Passage given
>> Start
Shortly after first moving to London, I decided to spend a Saturday afternoon wandering around the centre of town, trying to get my bearings (and probably buying an A-Z). For reasons which escape me, I had in my head that the centre could be defined by being bordered to the north by Oxford Street, west Bond Street, south the Mall and east Charing Cross Road. Leaving aside that this misses out huge swathes of the city which could only be described as central, such as Covent Garden and Fitzrovia, Notting Hill, Kensington, Camden and so on, and, essentially, is just the streets which strangle Soho, all this shows is that I was a naïve bumpkin who couldn’t comprehend how big London was compared to Birmingham and Sheffield.
Anyway, my explorations would be to walk those false borders. I didn’t get very far, about two thirds of the way up Charing Cross Road in fact when I thought: Ooh, big book shop.
Even back then, I found it difficult to pass a bookshop I didn’t know without going in.
Inside, I found a panelled maze of rickety stairs and creaking shelves. Books crammed into every corner, stacked up the steps, stuffed at angles across the more ordered lines. The lighting was low and occasionally I’d bump into someone looking furtively between a scrawled list on the back of an envelope and the dishevelled displays. It took me a moment to realise that I was hopelessly lost. I knew where the door was, obviously, but I didn’t know where I was in terms of the books. There seemed no rhyme nor reason as to why a swathe of jumbled literary fiction would be followed by half a dozen military history books before jumping to gardening and landscapes.
>> End
Data section
>> Start
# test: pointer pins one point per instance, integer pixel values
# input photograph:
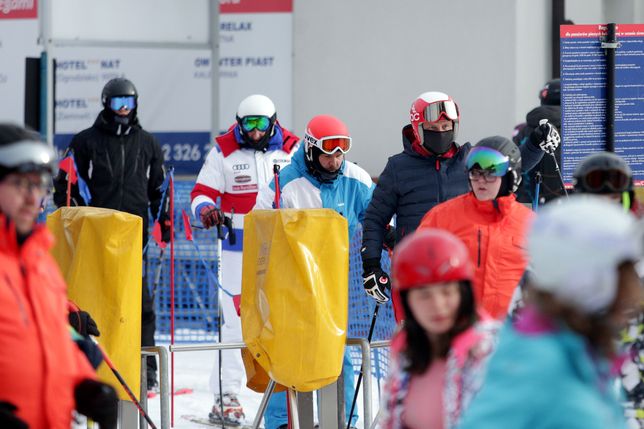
>> End
Set exercise 1
Reproduce the bookshop passage word for word, starting at "Shortly after first" and ending at "Birmingham and Sheffield.".
Set exercise 2
According to the bookshop passage, how far up Charing Cross Road had the writer walked before noticing the bookshop?
The data above comes from a separate source, unrelated to the bookshop passage.

Task answer 1
Shortly after first moving to London, I decided to spend a Saturday afternoon wandering around the centre of town, trying to get my bearings (and probably buying an A-Z). For reasons which escape me, I had in my head that the centre could be defined by being bordered to the north by Oxford Street, west Bond Street, south the Mall and east Charing Cross Road. Leaving aside that this misses out huge swathes of the city which could only be described as central, such as Covent Garden and Fitzrovia, Notting Hill, Kensington, Camden and so on, and, essentially, is just the streets which strangle Soho, all this shows is that I was a naïve bumpkin who couldn’t comprehend how big London was compared to Birmingham and Sheffield.

Task answer 2
About two thirds of the way up.